Short exercise 1: In the timeline excerpt, how many hours per week are committed to the work?
Short exercise 2: Please sum up the timeline excerpt in two sentences.

Excerpted passage:

========================================================================

6. Direct tests for `astropy/table` C extensions (column shim)
7. Direct tests for `astropy/wcs` C extensions (wcslib)
8. Direct tests for `astropy/coordinates` C/Cython extensions
9. Exploratory Meson build system migration ([astropy#17760](https://github.com/astropy/astropy/issues/17760))
10. Exploratory PEP 803/809 Limited API compatibility ([astropy#19249](https://github.com/astropy/astropy/issues/19249))

---

### Timeline

| Period | Description |
|---|---|
| **Community Bonding** | Set up dev environment. Validate CI on Linux, macOS, Windows. Map all untested C/Cython extensions: exported symbols, ufunc signatures, dtype requirements. Discuss testing strategy and priority order with mentors. Write a shared plan before coding starts. |
| **Week 1** | Start `time/_parse_times.c`. Open draft PR on day one. Write tests for `create_parser` with ISO, yday, and ISOT parsing. Confirm it returns `numpy.ufunc`. Validate `dt_pars`, `dt_u1`, and `dt_ymdhms` structured dtypes work correctly. |
| **Week 2** | Expand `_parse_times.c` coverage. Add parser output validation: parse known ISO strings and assert year, month, day, hour, minute, second values. Cover error paths: wrong size arrays, malformed input, and boundary date values. |
| **Week 3** | Audit full `astropy/time` subpackage for any remaining compiled code not yet covered. Write tests for any additional C or Cython extensions found. Iterate on review feedback for the Week 1 to 2 PR. |
| **Week 4** | Buffer for time subpackage. Finalise and merge the time PR. Write a short internal note on calling conventions and dtype patterns found. This will serve as a reference for all remaining subpackages. |
| **Week 5** | Begin `astropy/stats`. Write direct tests for `fast_sigma_clip.c`: basic finite bounds, use_median vs use_mean, pre-masked input, use_mad_std flag, max_iter=0, single element, and all-masked input returning NaN. |
| **Week 6 (Midterm)** | Complete `astropy/stats/_stats.pyx`. Write `ks_2samp` tests with analytical expected values for identical arrays (0.0), non-overlapping (1.0), partial overlap, and different sizes. No scipy dependency. Submit midterm report. |
| **Week 7** | Begin `astropy/cosmology` beyond `scalar_inv_efuncs`. Survey remaining Cython functions. Write numerical accuracy tests against known analytic integrals where applicable. |
| **Week 8** | Begin `astropy/coordinates` survey. Map erfa integration points and identify directly testable symbols. Write initial tests for the most isolated entry points. |
| **Week 9** | Begin `astropy/table` C extensions (column shim). Study how the shim interacts with numpy arrays. Write tests for direct array operations that bypass the Python Table API. |
| **Week 10** | Begin `astropy/wcs` C extensions. Focus on isolated symbol-level tests rather than full pipeline coverage. Start stretch goals if ahead of schedule. |
| **Week 11** | Code freeze. Audit all PRs for CI pass on Linux, macOS, and Windows. Fix any platform-specific issues. No new features, only stabilisation. |
| **Week 12** | Write final report: which extensions were tested, what approach worked, what remains uncovered, and a roadmap for whoever continues this work. Submit final evaluation. |

**Hours per week:** 30 hours

**Commitments:** My semester ends before May 10th and my summer break runs through mid-July, giving me a clean availability window that covers the entire GSoC coding period. I'll be fully available from day one.

========================================================================

Information provided:
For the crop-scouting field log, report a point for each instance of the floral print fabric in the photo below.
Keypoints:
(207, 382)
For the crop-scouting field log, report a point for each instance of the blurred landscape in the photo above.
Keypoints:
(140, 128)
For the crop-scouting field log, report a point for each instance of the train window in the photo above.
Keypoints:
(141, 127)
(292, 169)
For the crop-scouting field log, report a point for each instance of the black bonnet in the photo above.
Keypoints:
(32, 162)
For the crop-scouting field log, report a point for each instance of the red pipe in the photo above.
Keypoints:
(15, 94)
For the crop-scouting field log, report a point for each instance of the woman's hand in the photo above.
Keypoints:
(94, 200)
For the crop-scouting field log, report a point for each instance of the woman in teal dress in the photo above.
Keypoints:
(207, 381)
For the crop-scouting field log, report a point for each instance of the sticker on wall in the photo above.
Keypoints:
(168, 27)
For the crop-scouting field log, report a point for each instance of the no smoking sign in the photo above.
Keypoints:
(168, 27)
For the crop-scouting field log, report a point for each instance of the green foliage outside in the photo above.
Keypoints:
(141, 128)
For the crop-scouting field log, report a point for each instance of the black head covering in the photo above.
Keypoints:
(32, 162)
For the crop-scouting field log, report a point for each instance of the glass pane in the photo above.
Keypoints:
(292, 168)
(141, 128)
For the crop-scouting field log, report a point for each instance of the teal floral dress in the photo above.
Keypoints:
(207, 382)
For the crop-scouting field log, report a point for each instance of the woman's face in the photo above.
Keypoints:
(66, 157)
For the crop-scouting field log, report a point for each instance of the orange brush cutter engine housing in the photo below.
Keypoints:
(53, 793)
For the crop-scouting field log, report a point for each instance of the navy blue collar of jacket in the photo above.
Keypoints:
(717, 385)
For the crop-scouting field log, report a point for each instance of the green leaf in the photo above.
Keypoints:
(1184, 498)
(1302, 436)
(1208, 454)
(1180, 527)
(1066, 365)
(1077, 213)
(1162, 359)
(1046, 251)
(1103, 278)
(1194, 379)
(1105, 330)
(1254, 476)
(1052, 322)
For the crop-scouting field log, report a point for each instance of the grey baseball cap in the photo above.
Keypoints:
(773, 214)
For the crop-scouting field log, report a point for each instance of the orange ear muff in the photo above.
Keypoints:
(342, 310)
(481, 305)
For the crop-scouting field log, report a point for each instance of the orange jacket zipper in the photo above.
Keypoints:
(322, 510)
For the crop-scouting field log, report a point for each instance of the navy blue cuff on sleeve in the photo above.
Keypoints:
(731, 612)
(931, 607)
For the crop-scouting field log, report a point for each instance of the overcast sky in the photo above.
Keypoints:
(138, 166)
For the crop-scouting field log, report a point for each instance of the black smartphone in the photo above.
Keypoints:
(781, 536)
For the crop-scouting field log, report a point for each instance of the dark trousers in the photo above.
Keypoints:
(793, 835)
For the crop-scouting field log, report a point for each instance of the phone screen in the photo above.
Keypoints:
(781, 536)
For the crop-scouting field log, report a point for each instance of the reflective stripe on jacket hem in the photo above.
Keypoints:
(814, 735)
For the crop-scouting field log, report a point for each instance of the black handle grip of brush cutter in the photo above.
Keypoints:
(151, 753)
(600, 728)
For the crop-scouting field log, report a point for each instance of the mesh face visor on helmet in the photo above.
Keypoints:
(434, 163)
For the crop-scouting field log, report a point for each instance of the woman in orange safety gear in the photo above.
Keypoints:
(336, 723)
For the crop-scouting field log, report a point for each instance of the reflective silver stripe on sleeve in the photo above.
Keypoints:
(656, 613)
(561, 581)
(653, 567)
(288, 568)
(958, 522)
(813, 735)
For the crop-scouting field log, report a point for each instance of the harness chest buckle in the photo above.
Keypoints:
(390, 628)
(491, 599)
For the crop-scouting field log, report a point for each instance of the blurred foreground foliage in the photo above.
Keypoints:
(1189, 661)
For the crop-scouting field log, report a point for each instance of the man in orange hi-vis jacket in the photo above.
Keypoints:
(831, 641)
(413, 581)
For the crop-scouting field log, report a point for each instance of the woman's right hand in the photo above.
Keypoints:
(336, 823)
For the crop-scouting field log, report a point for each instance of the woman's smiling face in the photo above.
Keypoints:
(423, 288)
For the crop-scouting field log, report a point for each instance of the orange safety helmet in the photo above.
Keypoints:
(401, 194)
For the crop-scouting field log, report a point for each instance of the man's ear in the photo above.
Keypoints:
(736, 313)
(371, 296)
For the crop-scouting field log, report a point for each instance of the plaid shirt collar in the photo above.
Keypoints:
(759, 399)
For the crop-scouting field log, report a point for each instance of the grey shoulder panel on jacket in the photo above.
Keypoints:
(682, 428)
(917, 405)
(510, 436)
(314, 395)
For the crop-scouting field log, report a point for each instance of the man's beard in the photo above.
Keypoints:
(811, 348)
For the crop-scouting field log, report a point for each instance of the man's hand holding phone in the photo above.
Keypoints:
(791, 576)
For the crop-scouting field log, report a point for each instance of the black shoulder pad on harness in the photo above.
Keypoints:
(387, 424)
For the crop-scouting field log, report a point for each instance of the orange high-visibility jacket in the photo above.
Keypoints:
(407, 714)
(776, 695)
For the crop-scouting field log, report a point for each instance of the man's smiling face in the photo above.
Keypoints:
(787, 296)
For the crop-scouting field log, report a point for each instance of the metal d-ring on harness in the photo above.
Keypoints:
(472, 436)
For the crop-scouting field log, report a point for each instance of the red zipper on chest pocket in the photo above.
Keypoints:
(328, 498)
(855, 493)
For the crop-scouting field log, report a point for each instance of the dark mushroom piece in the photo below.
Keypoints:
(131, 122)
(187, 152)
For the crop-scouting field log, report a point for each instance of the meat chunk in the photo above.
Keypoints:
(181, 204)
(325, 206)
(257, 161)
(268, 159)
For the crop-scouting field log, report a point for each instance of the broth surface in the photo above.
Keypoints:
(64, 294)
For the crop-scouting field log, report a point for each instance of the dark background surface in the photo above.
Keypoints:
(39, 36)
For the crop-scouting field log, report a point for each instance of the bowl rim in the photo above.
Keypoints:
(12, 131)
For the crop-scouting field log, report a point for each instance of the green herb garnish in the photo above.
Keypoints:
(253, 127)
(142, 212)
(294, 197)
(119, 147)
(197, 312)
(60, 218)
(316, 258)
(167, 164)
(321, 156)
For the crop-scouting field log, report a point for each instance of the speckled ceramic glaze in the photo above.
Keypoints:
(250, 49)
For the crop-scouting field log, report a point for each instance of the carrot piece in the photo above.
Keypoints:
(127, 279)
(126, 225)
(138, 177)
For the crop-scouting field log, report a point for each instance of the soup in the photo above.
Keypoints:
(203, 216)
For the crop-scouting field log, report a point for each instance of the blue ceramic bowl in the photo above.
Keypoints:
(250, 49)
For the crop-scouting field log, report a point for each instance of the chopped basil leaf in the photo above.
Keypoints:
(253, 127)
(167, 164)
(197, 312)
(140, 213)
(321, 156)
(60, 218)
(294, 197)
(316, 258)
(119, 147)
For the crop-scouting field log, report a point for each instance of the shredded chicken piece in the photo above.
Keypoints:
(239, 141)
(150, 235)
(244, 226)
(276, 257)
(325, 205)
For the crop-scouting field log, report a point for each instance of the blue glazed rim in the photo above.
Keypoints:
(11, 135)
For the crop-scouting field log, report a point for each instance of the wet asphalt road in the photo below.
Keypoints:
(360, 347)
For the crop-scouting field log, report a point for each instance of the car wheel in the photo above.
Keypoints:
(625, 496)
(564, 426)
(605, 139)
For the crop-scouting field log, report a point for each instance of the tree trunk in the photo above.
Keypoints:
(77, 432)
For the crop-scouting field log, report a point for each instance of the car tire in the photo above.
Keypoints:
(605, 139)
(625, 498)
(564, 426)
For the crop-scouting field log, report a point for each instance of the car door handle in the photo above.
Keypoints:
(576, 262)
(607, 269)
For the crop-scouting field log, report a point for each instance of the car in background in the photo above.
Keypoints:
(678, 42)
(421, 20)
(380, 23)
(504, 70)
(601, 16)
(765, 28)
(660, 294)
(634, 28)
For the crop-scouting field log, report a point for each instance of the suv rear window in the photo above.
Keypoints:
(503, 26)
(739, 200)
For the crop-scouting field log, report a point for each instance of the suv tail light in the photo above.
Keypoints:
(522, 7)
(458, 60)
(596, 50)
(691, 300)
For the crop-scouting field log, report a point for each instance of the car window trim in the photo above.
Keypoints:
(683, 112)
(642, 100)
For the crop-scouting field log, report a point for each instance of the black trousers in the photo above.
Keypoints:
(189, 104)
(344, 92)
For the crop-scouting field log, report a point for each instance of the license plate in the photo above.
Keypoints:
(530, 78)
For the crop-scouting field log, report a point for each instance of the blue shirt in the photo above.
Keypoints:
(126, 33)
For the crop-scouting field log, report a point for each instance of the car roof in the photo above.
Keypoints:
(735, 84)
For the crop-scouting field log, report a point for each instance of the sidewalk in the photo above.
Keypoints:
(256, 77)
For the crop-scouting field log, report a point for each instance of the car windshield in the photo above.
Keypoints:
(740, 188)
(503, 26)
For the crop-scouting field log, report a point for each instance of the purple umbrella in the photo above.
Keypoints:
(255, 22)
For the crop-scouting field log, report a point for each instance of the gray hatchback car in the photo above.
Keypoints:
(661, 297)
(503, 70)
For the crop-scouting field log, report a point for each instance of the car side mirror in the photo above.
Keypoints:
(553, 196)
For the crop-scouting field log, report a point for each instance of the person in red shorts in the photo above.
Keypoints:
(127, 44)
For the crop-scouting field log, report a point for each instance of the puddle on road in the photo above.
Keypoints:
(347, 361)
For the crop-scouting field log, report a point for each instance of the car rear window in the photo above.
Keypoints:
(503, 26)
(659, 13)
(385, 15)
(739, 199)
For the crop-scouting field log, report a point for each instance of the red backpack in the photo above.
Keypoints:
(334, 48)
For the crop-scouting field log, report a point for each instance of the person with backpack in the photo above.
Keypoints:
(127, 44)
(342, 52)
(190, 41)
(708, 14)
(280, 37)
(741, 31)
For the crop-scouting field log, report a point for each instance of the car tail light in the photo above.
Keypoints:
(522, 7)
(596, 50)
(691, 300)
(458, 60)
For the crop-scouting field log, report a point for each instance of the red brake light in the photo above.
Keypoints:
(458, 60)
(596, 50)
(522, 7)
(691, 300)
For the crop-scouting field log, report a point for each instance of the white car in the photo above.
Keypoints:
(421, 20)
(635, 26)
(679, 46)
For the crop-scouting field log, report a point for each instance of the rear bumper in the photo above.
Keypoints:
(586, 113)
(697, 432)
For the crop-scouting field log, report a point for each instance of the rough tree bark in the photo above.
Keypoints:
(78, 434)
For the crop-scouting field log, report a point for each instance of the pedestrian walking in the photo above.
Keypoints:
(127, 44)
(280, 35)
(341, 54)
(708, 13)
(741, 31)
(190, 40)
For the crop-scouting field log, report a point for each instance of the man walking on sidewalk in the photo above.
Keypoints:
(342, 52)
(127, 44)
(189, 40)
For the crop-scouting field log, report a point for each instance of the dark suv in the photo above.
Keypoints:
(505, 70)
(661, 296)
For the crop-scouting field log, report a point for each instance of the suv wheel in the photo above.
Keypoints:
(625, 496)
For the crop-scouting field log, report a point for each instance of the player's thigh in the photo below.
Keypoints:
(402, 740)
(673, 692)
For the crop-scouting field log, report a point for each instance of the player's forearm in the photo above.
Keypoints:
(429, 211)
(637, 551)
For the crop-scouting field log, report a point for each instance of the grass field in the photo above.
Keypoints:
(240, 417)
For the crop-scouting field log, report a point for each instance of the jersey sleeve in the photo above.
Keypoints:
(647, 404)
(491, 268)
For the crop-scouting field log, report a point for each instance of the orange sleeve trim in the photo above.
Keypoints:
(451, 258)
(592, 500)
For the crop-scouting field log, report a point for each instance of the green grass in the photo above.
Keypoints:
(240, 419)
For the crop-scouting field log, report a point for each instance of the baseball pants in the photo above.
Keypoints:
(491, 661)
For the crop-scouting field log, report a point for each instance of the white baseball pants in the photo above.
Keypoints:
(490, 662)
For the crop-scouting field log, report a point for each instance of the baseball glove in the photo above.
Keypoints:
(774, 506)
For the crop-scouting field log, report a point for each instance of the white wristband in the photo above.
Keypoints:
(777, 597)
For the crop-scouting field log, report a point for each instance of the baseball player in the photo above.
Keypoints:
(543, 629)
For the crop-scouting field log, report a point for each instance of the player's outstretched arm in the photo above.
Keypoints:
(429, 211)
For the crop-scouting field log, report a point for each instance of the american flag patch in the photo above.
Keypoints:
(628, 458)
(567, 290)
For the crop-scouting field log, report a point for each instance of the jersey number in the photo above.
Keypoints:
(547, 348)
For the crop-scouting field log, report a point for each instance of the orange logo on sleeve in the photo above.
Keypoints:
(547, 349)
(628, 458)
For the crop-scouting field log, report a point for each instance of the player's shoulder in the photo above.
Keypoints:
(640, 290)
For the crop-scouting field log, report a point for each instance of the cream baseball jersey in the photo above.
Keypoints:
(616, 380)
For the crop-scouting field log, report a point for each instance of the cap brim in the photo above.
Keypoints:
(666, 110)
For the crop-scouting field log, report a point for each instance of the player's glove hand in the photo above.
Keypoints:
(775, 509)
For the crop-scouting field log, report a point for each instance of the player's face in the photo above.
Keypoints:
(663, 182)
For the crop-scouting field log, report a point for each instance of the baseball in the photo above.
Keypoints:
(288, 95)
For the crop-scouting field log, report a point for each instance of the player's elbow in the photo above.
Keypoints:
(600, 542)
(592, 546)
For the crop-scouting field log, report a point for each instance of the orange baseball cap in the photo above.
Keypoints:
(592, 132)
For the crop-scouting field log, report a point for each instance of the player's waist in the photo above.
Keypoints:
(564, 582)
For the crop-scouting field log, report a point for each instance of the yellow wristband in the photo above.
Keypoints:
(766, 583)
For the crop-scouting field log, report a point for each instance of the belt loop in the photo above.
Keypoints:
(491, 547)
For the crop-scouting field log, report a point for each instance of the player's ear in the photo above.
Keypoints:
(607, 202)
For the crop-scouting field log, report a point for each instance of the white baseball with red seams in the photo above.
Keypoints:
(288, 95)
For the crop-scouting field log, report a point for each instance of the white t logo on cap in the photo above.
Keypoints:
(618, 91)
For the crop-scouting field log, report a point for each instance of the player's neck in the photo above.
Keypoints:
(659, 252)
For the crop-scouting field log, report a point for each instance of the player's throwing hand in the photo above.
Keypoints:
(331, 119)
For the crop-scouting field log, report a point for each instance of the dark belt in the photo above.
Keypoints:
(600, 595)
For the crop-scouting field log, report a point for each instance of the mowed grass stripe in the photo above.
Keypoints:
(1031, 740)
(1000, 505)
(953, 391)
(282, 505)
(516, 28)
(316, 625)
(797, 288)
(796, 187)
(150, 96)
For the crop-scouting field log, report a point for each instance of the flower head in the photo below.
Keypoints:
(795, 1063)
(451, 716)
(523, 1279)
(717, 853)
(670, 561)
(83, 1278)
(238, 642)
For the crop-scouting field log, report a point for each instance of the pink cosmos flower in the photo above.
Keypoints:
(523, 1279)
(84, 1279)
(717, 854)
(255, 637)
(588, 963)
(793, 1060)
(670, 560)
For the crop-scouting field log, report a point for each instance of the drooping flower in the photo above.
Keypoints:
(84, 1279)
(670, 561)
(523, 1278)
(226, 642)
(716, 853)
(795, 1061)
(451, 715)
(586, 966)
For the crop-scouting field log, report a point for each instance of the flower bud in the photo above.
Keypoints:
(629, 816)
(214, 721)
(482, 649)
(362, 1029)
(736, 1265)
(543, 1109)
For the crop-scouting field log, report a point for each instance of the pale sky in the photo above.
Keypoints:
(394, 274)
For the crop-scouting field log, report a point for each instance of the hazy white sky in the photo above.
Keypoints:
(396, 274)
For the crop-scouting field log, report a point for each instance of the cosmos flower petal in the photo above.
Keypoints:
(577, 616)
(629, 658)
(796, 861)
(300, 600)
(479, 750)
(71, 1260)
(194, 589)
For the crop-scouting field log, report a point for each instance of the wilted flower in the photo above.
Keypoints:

========================================================================

Full solution 1: 30 hours.

Full solution 2: The plan works week by week through direct tests for astropy's C and Cython extensions, starting with the time subpackage and moving on to stats, cosmology, coordinates, table, and wcs, with a midterm report due in Week 6. Week 11 is a code freeze for cross-platform CI checks and fixes, Week 12 is for the final report, and the plan commits 30 hours per week with full availability from day one.